___ Reading text

Towards DNA-Encoded Library Generation with GFlowNets
Michał Koziarski, Mohammed Abukalam, Vedant Shah, Louis Vaillancourt, Doris Alexandra Schuetz, Moksh Jain, Almer van der Sloot, Mathieu Bourgey, Anne Marinier, Yoshua Bengio
TL;DR
This work addresses designing DNA-Encoded Libraries biased toward protein-protein interaction (PPI) modulators by framing DEL construction as a binary vector search and using GFlowNets to sample diverse, high-pPI-likelihood library candidates. The authors propose flat (DEL-GFlowNet) and hierarchical (H-DEL-GFlowNet) action spaces, with a reward R(x) = \exp\left(\frac{\beta}{|\mathcal{L}(x)|}\sum_{i} p(\mathcal{L}(x)_i)\right) based on a PPI predictor p, and demonstrate that GFlowNets yield diverse libraries with competitive estimated PPI likelihood versus baselines. They evaluate proxy models (random forest, MolFormer, and especially pretrained GNNs) and find the pretrained GNN provides the strongest signal for reward shaping, while hierarchical action design reduces policy complexity. Overall, the approach shows promise for generating multiple, diverse DEL candidates biased toward PPI modulators, though scaling to very large libraries and proxy reliability remain open challenges for practical deployment. The work provides a framework for reusable DEL design across targets and highlights a path toward integrating structure-aware hierarchies into generative screening strategies, with implications for faster, more diverse experimental screening.

______

Required action:
Please continue the write-up on designing DNA-Encoded Libraries with GFlowNets, starting after its final sentence.

___ Information shown

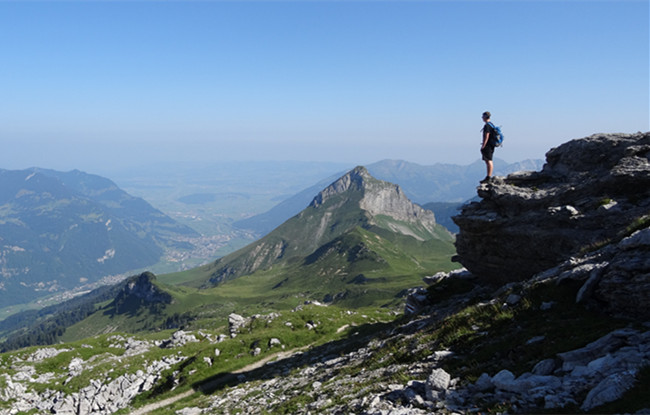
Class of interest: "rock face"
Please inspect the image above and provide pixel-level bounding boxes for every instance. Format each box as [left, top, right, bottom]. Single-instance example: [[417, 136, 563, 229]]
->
[[207, 166, 452, 285], [310, 167, 436, 236], [453, 133, 650, 282], [114, 272, 172, 312]]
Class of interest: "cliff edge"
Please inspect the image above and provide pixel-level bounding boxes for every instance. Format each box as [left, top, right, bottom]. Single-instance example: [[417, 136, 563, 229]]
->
[[453, 133, 650, 316]]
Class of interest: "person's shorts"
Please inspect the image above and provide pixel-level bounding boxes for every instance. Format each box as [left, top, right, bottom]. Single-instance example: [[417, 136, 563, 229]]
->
[[481, 144, 494, 161]]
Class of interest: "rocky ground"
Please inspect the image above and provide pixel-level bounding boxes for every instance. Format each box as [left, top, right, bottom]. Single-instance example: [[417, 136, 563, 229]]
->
[[0, 133, 650, 415]]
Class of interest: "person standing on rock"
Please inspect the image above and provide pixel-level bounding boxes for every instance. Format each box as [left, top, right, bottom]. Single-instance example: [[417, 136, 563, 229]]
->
[[481, 111, 496, 183]]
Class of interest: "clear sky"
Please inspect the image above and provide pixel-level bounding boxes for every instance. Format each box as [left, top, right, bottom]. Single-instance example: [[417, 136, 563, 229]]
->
[[0, 0, 650, 172]]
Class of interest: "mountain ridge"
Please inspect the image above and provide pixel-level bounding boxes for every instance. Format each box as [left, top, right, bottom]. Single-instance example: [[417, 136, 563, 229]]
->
[[202, 166, 451, 284]]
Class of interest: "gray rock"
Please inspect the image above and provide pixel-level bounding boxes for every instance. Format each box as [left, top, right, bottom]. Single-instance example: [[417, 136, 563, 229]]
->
[[425, 369, 451, 402], [453, 133, 650, 292], [580, 370, 636, 411], [532, 359, 555, 376]]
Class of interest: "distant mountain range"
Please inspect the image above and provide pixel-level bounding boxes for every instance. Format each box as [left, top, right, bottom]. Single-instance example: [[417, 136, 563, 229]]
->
[[200, 167, 453, 292], [234, 159, 543, 235], [0, 168, 198, 308], [0, 167, 455, 349]]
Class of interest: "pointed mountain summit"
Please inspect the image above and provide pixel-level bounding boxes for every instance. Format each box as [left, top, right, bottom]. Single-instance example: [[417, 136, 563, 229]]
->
[[197, 166, 452, 286]]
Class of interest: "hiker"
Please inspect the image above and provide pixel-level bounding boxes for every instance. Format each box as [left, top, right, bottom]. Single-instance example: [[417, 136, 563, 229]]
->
[[481, 111, 496, 183]]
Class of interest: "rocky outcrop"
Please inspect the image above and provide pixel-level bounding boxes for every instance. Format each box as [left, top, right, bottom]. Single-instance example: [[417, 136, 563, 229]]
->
[[453, 133, 650, 282], [113, 272, 173, 314], [0, 335, 186, 415], [310, 166, 436, 239], [206, 166, 453, 286], [117, 272, 172, 304]]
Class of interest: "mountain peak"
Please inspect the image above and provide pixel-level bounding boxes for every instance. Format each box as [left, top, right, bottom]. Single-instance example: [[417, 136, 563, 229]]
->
[[310, 166, 376, 207], [310, 166, 436, 239]]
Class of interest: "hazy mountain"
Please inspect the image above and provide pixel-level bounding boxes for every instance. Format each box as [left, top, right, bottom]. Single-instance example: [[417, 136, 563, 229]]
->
[[233, 173, 343, 235], [0, 133, 650, 415], [233, 159, 543, 235], [0, 168, 197, 307], [368, 159, 544, 204]]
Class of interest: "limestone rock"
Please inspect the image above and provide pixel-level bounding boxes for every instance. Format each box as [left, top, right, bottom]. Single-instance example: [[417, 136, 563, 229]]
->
[[453, 133, 650, 281]]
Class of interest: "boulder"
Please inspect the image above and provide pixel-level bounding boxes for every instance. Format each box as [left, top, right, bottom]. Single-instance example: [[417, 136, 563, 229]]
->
[[453, 133, 650, 289]]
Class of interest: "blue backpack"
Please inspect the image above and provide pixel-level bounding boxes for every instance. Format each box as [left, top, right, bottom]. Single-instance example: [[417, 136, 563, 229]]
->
[[488, 122, 503, 147]]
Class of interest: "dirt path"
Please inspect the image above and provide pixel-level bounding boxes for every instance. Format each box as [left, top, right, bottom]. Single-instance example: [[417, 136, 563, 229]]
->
[[131, 346, 309, 415]]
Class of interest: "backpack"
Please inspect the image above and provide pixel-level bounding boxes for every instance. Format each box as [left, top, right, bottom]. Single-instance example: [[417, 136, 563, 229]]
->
[[488, 122, 503, 147]]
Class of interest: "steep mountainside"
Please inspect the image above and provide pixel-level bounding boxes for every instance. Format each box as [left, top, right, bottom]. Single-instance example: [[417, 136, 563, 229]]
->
[[0, 169, 195, 307], [234, 159, 542, 235], [0, 133, 650, 415], [197, 167, 451, 284], [368, 159, 542, 204]]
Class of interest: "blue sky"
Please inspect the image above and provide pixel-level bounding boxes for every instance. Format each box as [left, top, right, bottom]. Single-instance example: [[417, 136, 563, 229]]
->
[[0, 0, 650, 172]]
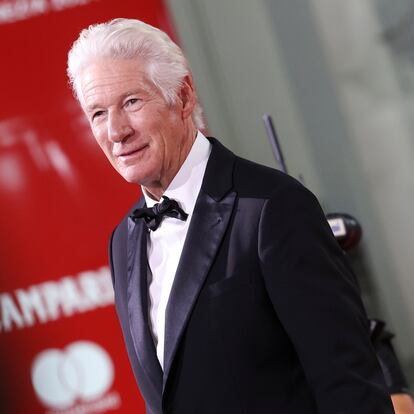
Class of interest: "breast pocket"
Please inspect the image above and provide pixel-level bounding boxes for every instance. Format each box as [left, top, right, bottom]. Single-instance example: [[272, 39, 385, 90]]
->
[[204, 276, 252, 299]]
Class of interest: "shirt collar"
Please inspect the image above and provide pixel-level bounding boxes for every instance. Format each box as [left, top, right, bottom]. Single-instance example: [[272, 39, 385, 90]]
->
[[141, 131, 211, 214]]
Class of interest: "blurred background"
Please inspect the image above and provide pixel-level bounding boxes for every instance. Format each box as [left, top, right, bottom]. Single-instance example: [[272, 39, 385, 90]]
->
[[0, 0, 414, 414]]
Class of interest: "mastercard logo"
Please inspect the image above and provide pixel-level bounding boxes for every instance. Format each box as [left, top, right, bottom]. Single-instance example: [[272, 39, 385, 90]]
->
[[31, 341, 114, 409]]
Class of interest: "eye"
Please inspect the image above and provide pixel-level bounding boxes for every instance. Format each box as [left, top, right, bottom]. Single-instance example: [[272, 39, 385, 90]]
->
[[92, 111, 104, 121], [125, 98, 139, 106]]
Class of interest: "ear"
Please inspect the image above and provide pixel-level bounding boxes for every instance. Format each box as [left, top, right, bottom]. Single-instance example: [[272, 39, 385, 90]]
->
[[179, 74, 197, 119]]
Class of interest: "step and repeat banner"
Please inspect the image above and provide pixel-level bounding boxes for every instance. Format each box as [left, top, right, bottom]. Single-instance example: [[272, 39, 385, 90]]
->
[[0, 0, 172, 414]]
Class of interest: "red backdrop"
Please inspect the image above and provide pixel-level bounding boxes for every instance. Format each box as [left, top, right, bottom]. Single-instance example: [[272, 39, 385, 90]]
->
[[0, 0, 176, 414]]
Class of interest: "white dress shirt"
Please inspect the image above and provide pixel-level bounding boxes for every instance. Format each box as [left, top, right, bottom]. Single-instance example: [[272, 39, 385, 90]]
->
[[143, 132, 211, 369]]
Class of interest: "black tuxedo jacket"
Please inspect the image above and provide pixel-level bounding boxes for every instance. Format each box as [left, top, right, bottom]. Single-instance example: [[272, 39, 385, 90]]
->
[[110, 139, 393, 414]]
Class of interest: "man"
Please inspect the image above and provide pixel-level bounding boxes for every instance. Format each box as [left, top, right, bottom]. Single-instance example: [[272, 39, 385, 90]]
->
[[68, 19, 393, 414]]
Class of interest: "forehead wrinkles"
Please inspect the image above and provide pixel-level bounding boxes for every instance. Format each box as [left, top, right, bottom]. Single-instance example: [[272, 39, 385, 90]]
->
[[81, 69, 156, 103]]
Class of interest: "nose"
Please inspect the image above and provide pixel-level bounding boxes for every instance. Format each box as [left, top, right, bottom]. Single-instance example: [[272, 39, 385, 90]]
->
[[108, 111, 133, 142]]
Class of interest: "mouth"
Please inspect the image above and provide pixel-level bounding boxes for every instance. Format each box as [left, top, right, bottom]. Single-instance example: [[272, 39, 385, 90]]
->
[[114, 145, 148, 162]]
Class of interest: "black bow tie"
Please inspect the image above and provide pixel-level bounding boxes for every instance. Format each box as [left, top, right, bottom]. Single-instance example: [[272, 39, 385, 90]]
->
[[131, 196, 188, 231]]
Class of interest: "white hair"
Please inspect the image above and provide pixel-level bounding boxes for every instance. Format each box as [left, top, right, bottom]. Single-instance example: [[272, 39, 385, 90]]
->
[[67, 19, 204, 129]]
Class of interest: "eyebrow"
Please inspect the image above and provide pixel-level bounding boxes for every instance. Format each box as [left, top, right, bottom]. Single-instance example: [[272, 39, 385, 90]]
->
[[85, 89, 146, 112]]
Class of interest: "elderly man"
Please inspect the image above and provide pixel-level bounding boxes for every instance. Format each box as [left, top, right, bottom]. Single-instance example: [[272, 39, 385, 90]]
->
[[68, 19, 393, 414]]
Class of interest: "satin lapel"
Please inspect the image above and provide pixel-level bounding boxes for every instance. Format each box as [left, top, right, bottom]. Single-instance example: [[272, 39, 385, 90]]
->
[[128, 213, 162, 395], [163, 191, 236, 389]]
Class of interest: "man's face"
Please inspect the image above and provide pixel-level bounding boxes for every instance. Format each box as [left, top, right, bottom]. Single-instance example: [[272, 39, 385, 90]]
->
[[80, 59, 193, 191]]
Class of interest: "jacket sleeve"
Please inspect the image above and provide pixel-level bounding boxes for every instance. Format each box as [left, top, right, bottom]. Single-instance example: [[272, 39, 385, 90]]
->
[[259, 184, 394, 414]]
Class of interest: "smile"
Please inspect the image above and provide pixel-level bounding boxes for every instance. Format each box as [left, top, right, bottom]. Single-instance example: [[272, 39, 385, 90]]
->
[[115, 145, 148, 161]]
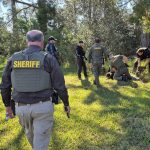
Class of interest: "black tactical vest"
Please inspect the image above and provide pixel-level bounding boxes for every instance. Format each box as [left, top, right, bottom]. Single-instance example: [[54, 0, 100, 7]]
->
[[11, 51, 51, 92]]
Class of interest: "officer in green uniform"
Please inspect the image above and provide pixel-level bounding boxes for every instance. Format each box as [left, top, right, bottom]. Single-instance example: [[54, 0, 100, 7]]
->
[[110, 55, 132, 81], [89, 38, 110, 87], [1, 30, 70, 150]]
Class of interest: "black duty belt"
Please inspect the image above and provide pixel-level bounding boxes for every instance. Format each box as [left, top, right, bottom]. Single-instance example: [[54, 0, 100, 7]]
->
[[16, 97, 52, 106]]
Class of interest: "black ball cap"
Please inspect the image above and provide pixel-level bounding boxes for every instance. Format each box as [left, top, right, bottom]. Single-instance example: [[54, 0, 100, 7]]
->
[[48, 36, 57, 41], [79, 41, 84, 43]]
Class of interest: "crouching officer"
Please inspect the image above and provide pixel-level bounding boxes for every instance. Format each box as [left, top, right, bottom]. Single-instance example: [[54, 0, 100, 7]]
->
[[133, 47, 150, 73], [1, 30, 70, 150], [89, 38, 110, 87], [110, 55, 133, 81]]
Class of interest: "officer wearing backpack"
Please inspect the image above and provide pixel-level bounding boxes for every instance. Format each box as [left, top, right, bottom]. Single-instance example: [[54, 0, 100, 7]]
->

______

Response for this exercise:
Abstract
DNA-encoded libraries (DELs) are a powerful approach for rapidly screening large numbers of diverse compounds. One of the key challenges in using DELs is library design, which involves choosing the building blocks that will be combinatorially combined to produce the final library. In this paper we consider the task of protein-protein interaction (PPI) biased DEL design. To this end, we evaluate several machine learning algorithms on the PPI modulation task and use them as a reward for the proposed GFlowNet-based generative approach. We additionally investigate the possibility of using structural information about building blocks to design a hierarchical action space for the GFlowNet. The observed results indicate that GFlowNets are a promising approach for generating diverse combinatorial library candidates.